Extrait du document:
★ ★ ★ ★ ★

Alors que la Commission européenne a annoncé le lancement pour début 2023 d’une consultation sur un nouveau cadre de régulation des infrastructures de réseaux (Connectivity Infrastructure Act), Numeum rappelle que le mouvement de transformation numérique de nos sociétés et de nos entreprises doit s’accélérer et non être freiné par la création de barrières à l’innovation.

Une nouvelle contribution des fournisseurs de services numériques au financement des réseaux est actuellement avancée par certains opérateurs de télécommunications, au nom d’un « fair share ». Ce « fair share » ou faudrait-il plutôt l’appeler ce « péage numérique européen » remettrait en cause le modèle actuel de financement d’Internet, qui a déjà prouvé sa pertinence, se fonde largement sur des hypothèses fausses et pourrait avoir des effets dramatiques sur l’attractivité technologique de notre continent.

Numeum alerte les pouvoirs publics sur cette proposition et ses implications concrètes, afin qu’un débat informé puisse se tenir lors de l’ouverture de la consultation de la Commission européenne.

Remettre en cause le modèle actuel de financement d’Internet tient plus de l’idéologie que du pragmatisme : la « troisième voie européenne » montre chaque jour sa pertinence

Aujourd’hui, 97,9 % des foyers européens a accès à au moins l’une des principales technologies haut débit et 99 % sont couverts en 4G, à des prix parmi les plus bas du monde. Notre continent est par ailleurs une terre d’innovation et d’investissement pour les fournisseurs de services numériques qui viennent s’y créer ou s’y exporter : le nombre d’entreprises valorisées plus d’un milliard de dollars, les licornes, est passé de 30 en 2014 à 283 fin 2021 avec 125 nouvelles licornes créées sur la seule année dernière. Nul ne doute aujourd’hui que l’accès à Internet est l’un des moteurs de l’économie européenne et permet d’offrir de nouveaux services dans tous les secteurs, y compris en matière d’accès aux services publics.

★ ★ ★ ★ ★

Données fournies:
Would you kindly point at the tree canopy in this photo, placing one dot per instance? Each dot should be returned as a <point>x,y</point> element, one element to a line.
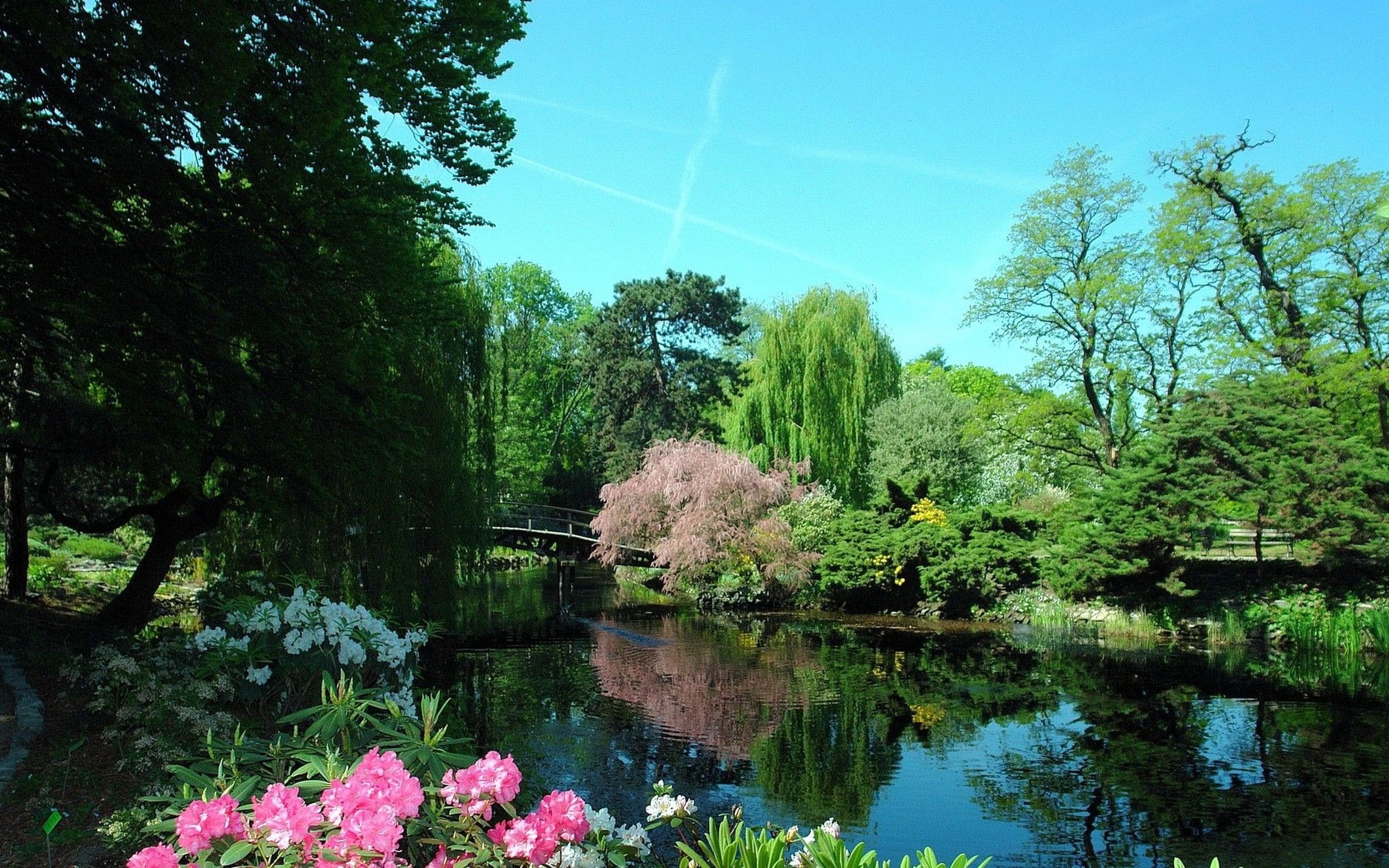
<point>659,365</point>
<point>226,284</point>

★ ★ ★ ★ ★

Travail à faire:
1/ Répondez aux questions suivantes à partir de l'extrait sur le financement d'Internet.
(a) Sur quoi porte la consultation que la Commission européenne doit lancer début 2023 ?
(b) Quel autre nom le texte propose-t-il pour le « fair share » ?
(c) Combien de licornes l'Europe comptait-elle en 2014, puis fin 2021 ?
2/ Écrivez la suite de l'extrait sur le financement d'Internet, en reprenant après sa dernière phrase.

Réponses attendues:
1/
(a) Sur un nouveau cadre de régulation des infrastructures de réseaux, le Connectivity Infrastructure Act.
(b) Le « péage numérique européen ».
(c) 30 en 2014, puis 283 fin 2021.

2/
Ces effets positifs doivent encore être renforcés et Numeum sera particulièrement attentif aux propositions de la Commission européenne en la matière. Il nous semble ainsi essentiel de réfléchir notamment à la meilleure manière de permettre l’inclusion numérique de toutes et tous, d’améliorer la qualité de l’accès à Internet là où cela est nécessaire et d’harmoniser notre législation pour faire du marché européen un véritable Digital Single Market pour nos entreprises, y compris les plus petites et les plus innovantes. Cette réflexion doit être basée sur des faits et des objectifs précis, et non sur des volontés idéologiques de mettre de nouveau à contribution certains acteurs déjà co-financeurs des réseaux. Le risque est ici de remettre en cause un modèle qui a pleinement fait la preuve de sa pertinence.

 

L’idée d’une contribution financière de certains fournisseurs de services numériques repose sur des hypothèses fausses mais pourrait avoir de réels effets de bord au détriment des utilisateurs

Numeum s’inquiète de voir ressurgir une telle proposition qui repose sur des constats biaisés et rappelle les faits. De nombreuses parties prenantes se sont également exprimées ces derniers mois contre un tel principe : associations de nombreux pays de l’Union, députés européens, acteurs de l’audiovisuel, opérateurs de télécommunication alternatifs, etc. Le réseau des régulateurs européens des communications électroniques, le BEREC, écrivait ainsi qu’ « il faudrait une justification adéquate pour mettre en œuvre toute mesure d’intervention sur le marché ».

Instaurer un « péage numérique européen » n’a pas de sens et ce pour au moins trois raisons :

  • Les fournisseurs de services numériques contribuent déjà au financement des réseaux de télécommunications : l’architecture actuelle de ces réseaux est en effet basée sur des accords de co-financement entre opérateurs de télécommunications et fournisseurs de services numériques (déploiement de câbles sous-marins, construction de serveurs de cache au plus proche des utilisateurs, etc.). Au total, ce sont en moyenne 17,9 milliards de dollars investis annuellement en Europe par ces fournisseurs. On n’assiste donc pas à des phénomènes de passager clandestin, comme certains opérateurs essayent de le montrer : le BEREC indiquait dans son rapport déjà cité plus haut que « s’il y avait effectivement eu [ces] phénomènes, cela aurait été visible dans les résultats financiers des fournisseurs d’accès à Internet et dans des alertes sur leur solidité financière, néanmoins le BEREC n’en a relevé aucun ». Une contribution supplémentaire des fournisseurs de services numériques, aux contours encore vagues, aurait donc surtout pour résultat de faire payer les mêmes entreprises deux fois. De plus, il faut rappeler que c’est la qualité des services numériques proposés qui est l’un des moteurs de l’abonnement fixe comme mobile à Internet. Sans ces services et les usages qui vont avec, Internet ne serait pas aussi attractif et plébiscité en Europe.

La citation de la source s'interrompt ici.